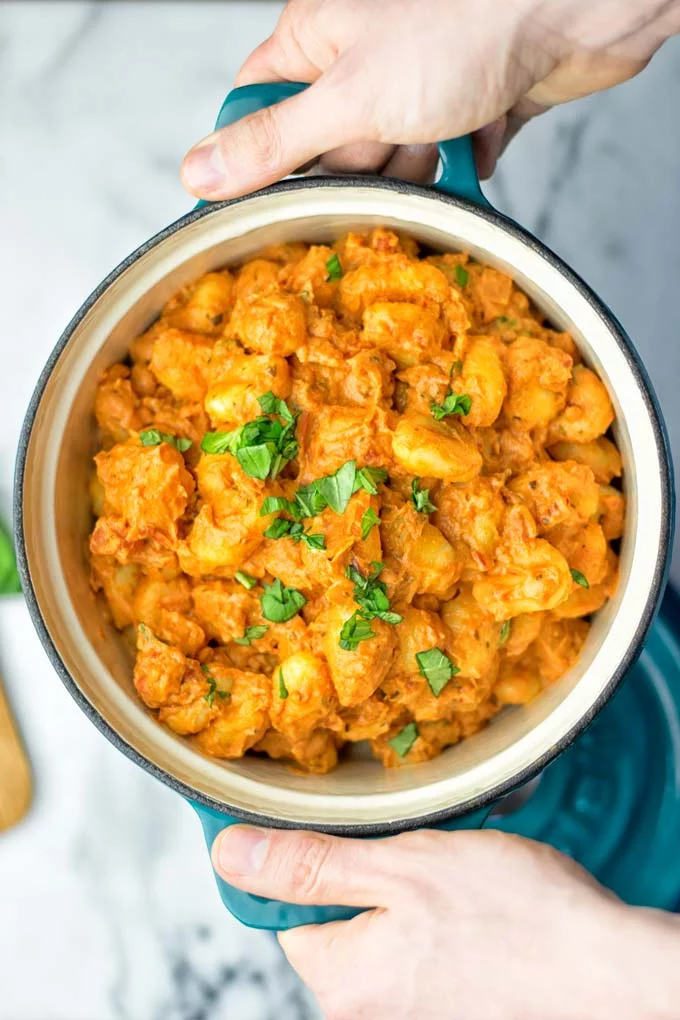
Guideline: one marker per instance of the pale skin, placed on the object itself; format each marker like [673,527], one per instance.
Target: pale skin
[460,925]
......
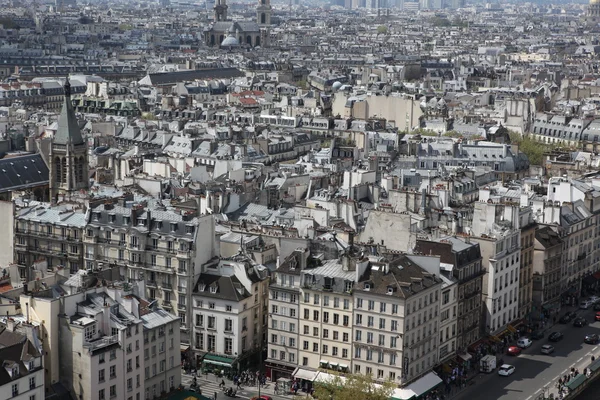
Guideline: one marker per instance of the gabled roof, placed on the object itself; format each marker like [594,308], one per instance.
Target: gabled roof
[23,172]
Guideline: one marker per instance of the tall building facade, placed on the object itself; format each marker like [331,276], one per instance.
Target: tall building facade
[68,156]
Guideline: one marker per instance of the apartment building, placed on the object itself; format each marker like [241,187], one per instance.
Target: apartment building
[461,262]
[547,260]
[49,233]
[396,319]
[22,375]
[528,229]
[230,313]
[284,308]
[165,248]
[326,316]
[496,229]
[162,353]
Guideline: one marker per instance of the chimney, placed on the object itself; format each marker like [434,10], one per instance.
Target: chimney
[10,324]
......
**WRITTEN REQUEST**
Locate each line in the rows above that contains the word "roof" and copy those lines out.

**WORKED ANSWER**
Guideline: one marker per instance of the gabled roof, placed on the object itself; format each marker like [594,308], one per instance.
Target: gabled roof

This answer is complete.